**RECORDED DATA:**

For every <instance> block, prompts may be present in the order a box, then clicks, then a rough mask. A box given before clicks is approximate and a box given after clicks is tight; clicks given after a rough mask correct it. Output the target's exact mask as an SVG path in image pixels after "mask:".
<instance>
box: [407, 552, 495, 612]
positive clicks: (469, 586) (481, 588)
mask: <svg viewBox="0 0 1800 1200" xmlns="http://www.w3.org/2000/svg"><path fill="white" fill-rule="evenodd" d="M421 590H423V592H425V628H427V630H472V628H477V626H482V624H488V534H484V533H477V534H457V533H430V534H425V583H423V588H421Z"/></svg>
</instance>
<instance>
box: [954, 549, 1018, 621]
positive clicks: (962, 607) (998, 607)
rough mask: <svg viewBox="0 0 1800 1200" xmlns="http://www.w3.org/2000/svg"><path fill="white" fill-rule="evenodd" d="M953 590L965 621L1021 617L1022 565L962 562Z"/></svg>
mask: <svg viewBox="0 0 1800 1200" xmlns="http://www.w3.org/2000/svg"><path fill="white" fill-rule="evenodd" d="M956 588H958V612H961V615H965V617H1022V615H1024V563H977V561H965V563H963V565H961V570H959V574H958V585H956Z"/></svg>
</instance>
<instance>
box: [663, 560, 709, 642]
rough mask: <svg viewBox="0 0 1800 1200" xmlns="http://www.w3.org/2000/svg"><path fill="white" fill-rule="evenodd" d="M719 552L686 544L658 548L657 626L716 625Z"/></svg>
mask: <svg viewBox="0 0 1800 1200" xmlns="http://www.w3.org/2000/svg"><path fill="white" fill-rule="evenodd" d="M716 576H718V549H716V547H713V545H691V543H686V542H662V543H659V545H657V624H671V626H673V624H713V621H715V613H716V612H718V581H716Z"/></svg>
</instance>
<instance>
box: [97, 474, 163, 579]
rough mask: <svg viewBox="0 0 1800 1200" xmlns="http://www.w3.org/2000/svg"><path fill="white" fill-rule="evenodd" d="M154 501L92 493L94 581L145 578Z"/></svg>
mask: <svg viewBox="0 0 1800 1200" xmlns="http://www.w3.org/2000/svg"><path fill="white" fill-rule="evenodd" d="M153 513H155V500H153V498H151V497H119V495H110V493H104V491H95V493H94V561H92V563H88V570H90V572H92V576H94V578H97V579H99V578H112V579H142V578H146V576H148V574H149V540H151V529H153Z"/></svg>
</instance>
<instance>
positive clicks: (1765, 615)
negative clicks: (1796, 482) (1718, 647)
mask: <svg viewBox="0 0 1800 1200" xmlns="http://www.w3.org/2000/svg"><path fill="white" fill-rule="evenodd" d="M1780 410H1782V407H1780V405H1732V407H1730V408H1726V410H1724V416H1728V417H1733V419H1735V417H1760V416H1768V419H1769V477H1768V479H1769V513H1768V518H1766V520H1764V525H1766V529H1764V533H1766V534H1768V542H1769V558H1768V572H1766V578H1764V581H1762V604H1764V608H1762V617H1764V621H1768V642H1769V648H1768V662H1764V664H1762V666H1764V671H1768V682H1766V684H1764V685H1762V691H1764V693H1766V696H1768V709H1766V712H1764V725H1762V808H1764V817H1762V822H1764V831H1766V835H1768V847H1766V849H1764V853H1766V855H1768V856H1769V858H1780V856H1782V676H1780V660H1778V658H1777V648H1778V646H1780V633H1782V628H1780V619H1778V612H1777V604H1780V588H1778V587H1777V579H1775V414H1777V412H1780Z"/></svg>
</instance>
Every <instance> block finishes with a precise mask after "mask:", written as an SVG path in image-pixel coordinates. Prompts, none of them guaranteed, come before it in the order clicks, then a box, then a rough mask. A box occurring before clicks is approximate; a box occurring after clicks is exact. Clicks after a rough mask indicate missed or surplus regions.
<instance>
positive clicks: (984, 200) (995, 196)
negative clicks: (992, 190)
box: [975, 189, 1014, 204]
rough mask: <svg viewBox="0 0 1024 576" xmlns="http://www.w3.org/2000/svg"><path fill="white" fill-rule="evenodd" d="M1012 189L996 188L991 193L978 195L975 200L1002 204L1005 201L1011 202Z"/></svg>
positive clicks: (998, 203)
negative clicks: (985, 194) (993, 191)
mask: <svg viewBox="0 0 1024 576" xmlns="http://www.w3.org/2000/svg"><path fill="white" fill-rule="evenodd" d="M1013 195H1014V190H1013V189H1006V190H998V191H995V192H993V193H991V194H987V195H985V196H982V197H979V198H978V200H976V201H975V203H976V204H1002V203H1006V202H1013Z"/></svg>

**EXERCISE DESCRIPTION:**
Reproduce the listing starting at the line containing "189L996 188L991 193L978" and ending at the end of the listing, swapping "rough mask" for "coarse mask" and leaving everything else unchanged.

**REPLY TO THE TASK:**
coarse mask: <svg viewBox="0 0 1024 576" xmlns="http://www.w3.org/2000/svg"><path fill="white" fill-rule="evenodd" d="M1012 189L996 188L991 193L978 195L975 200L1002 204L1005 201L1011 202Z"/></svg>
positive clicks: (998, 203)
negative clicks: (985, 194) (993, 191)
mask: <svg viewBox="0 0 1024 576" xmlns="http://www.w3.org/2000/svg"><path fill="white" fill-rule="evenodd" d="M1013 195H1014V190H1013V189H1006V190H998V191H995V192H993V193H991V194H987V195H985V196H982V197H979V198H978V200H976V201H975V203H976V204H1002V203H1006V202H1013Z"/></svg>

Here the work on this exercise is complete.